> [Set task] Retype exactly the lines from the line with "A single marker falls on each instance of the orange" to the end of the data, keeping both boundary lines.

## start

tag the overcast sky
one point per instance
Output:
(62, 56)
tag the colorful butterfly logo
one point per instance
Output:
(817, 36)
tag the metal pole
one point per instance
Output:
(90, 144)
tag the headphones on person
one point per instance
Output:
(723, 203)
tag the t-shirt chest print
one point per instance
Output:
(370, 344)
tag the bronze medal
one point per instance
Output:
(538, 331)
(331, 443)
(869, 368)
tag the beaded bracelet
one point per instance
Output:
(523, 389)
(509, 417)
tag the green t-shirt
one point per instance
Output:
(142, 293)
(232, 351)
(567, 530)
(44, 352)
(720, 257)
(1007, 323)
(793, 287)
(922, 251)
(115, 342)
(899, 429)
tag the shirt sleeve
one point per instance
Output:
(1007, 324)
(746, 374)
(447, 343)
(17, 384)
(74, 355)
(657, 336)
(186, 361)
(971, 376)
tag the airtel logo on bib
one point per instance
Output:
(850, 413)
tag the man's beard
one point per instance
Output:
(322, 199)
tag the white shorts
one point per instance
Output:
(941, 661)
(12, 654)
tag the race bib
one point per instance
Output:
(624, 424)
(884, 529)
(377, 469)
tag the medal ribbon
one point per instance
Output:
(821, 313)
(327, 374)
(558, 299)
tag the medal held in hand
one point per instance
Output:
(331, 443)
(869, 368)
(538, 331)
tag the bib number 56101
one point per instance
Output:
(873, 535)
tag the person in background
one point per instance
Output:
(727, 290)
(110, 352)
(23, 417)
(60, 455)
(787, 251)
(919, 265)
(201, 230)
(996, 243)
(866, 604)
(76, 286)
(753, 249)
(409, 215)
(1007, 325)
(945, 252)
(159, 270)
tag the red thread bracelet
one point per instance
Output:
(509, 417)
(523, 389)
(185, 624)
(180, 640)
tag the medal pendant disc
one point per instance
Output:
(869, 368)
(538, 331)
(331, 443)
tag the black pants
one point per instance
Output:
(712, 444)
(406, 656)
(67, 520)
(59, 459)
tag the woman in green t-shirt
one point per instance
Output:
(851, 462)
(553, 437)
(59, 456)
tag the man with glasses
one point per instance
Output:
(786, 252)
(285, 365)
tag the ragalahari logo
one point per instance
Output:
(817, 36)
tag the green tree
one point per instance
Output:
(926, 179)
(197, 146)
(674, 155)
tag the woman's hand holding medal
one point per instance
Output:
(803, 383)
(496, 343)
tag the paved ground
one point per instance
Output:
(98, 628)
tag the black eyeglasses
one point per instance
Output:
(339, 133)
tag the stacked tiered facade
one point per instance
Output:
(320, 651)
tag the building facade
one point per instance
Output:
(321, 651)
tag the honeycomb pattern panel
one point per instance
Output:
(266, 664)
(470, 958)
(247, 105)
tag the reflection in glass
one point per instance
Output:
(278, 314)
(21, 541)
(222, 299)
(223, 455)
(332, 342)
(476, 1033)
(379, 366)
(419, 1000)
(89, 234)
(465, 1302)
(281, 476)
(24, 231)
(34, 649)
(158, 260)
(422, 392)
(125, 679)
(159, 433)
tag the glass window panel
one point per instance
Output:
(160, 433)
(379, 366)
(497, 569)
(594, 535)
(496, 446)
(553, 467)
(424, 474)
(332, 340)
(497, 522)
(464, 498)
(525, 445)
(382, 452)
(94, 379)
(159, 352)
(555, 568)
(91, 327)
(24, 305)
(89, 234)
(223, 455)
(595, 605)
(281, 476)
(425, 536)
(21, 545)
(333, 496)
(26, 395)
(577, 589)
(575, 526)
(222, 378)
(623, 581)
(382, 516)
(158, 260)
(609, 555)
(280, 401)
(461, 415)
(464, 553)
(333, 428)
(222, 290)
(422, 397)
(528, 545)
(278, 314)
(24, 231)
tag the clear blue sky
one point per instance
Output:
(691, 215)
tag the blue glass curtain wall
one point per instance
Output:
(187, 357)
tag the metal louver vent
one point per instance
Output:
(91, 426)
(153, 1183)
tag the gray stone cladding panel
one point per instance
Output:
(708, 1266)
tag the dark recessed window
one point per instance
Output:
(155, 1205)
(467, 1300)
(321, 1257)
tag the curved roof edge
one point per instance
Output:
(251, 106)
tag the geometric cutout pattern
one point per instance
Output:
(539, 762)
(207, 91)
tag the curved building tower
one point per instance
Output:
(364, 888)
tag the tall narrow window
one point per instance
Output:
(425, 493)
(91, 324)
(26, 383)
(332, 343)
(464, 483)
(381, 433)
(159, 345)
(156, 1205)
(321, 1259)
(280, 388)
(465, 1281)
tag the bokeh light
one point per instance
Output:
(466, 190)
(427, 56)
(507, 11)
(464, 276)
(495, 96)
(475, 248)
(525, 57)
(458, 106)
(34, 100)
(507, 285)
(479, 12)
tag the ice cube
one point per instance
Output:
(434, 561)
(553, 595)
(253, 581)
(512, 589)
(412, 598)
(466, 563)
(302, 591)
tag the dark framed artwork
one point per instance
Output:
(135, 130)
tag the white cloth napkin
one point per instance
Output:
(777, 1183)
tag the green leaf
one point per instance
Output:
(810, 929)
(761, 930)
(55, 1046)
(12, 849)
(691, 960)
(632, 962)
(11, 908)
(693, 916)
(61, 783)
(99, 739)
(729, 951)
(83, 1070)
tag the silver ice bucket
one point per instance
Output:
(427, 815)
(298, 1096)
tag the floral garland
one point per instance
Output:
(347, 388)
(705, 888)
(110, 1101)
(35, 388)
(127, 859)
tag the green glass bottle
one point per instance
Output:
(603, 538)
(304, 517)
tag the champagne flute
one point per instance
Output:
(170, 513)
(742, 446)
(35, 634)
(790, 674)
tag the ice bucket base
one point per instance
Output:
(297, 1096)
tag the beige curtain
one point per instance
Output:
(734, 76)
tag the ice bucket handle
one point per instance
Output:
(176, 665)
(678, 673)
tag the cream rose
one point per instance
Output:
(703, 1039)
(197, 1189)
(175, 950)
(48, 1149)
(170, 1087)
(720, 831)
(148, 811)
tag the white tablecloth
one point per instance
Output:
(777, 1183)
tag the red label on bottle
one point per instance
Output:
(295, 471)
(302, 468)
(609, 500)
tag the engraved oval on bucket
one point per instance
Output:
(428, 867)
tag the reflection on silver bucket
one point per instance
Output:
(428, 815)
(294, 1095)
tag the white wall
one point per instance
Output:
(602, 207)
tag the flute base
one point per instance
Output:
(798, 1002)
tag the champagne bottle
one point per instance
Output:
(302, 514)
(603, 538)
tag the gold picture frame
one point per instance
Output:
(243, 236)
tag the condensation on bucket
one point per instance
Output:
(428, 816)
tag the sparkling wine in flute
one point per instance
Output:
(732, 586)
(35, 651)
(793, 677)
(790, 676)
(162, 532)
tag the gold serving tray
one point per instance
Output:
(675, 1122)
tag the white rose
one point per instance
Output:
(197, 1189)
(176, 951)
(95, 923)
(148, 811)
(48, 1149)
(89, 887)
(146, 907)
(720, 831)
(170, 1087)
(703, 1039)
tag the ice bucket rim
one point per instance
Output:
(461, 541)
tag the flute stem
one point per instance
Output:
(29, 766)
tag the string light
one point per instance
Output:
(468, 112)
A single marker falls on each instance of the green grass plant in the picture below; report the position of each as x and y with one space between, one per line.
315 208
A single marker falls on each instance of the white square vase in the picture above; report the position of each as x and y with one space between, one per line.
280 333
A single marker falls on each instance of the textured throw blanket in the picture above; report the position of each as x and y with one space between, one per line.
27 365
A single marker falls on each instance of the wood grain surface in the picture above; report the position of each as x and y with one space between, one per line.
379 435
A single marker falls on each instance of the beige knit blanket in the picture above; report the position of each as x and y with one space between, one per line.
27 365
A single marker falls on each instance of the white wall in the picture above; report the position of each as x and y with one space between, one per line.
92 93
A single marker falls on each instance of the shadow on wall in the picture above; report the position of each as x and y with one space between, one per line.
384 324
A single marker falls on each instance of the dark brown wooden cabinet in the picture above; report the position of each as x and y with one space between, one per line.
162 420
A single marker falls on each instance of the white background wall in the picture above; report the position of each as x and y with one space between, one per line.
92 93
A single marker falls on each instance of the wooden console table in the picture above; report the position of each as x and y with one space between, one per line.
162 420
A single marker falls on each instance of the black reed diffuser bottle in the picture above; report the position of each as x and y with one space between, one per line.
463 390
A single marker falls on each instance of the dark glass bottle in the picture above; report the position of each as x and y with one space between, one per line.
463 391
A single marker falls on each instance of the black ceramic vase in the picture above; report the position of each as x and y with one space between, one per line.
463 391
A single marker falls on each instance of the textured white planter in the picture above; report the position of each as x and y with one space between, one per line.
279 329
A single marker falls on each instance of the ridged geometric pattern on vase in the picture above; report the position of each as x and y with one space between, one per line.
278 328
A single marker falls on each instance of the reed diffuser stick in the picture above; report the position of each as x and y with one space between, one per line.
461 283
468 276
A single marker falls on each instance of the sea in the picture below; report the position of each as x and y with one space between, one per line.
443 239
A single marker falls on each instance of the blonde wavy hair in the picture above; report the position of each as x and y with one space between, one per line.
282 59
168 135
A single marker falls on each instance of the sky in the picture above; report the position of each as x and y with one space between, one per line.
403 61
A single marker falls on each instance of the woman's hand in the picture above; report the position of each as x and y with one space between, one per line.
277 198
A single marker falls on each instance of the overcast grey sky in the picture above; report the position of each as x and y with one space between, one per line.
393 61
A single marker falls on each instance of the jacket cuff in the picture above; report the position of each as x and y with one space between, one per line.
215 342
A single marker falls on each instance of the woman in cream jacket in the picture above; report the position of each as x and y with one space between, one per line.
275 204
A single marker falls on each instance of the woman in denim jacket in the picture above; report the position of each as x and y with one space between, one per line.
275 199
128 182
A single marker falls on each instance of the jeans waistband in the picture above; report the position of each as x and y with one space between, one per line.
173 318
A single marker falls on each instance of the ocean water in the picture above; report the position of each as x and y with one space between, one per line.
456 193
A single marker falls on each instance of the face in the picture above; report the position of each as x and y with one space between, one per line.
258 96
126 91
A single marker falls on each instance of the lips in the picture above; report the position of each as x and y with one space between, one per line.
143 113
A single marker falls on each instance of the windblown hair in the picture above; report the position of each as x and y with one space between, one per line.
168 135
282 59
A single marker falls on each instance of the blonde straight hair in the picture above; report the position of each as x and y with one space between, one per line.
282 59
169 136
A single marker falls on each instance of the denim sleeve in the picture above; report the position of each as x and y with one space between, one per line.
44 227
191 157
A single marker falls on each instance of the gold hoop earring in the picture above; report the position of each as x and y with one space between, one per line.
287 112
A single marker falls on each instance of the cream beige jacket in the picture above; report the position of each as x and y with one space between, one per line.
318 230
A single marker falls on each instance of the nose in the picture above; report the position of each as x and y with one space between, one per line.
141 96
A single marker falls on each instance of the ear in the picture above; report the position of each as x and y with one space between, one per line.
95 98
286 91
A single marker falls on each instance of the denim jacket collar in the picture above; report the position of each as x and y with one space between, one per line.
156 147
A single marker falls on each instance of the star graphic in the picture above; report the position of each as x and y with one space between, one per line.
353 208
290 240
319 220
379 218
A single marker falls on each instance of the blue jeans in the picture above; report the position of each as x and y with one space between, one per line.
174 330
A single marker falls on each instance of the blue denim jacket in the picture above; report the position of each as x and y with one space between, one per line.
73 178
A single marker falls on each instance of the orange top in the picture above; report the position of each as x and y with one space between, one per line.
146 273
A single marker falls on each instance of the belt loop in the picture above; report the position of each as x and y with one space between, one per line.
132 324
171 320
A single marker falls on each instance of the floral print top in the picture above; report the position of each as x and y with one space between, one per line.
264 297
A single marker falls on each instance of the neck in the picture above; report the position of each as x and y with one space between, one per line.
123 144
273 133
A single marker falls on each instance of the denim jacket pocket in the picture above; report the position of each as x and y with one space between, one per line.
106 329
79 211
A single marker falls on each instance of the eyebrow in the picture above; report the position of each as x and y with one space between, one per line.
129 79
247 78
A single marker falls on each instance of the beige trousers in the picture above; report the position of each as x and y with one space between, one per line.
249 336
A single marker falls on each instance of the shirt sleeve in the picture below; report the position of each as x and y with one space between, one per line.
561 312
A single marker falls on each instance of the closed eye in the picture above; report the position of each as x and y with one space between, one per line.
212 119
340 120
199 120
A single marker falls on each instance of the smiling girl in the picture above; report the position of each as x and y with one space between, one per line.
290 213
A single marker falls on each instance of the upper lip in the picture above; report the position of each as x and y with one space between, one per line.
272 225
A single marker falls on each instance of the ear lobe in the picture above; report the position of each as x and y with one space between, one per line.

## end

> [Task answer]
A single marker falls on each instance of the orange top in the picture above; report the position of each as x and y with one space between, one per line.
146 273
A single marker falls on each instance of the belt loop in the picture above; report the position of each as x and y with one space between, one per line.
132 324
171 320
A single marker falls on each instance of the floral print top in the picture above; report the position of each as x and y with one space between, one per line.
264 297
A single marker falls on each instance of the neck in the picture above; report the position of each as x and y with one space between, one per line.
123 144
273 133
A single marker falls on each instance of the denim jacket pocket in the picture above; report the position of each as x and y with one space between, one per line.
106 329
79 211
A single marker falls on each instance of the eyebrow in the picture above; report the position of each as x and y with one space between, one per line.
129 79
247 78
A single marker falls on each instance of the beige trousers in the picture above; report the position of each as x and y with one space between, one per line.
249 336
A single marker falls on each instance of the shirt sleeve in the picture below; report the position of each as x and y with one space between, one per line.
561 312
A single marker falls on each instance of the closed eye in the picture above; report the position of each as x and y with one space between, one per line.
212 119
340 120
199 120
A single marker falls on each instance of the smiling girl in the picture above; report the position of each as x and y with one space between, one per line.
290 213
A single marker falls on each instance of the upper lip in the picture above; report the position of each as x and y with one space between, one per line.
272 225
A single marker falls on each instance of the ear lobe in the picture above; report the position of each as x and y with one space between, one per line.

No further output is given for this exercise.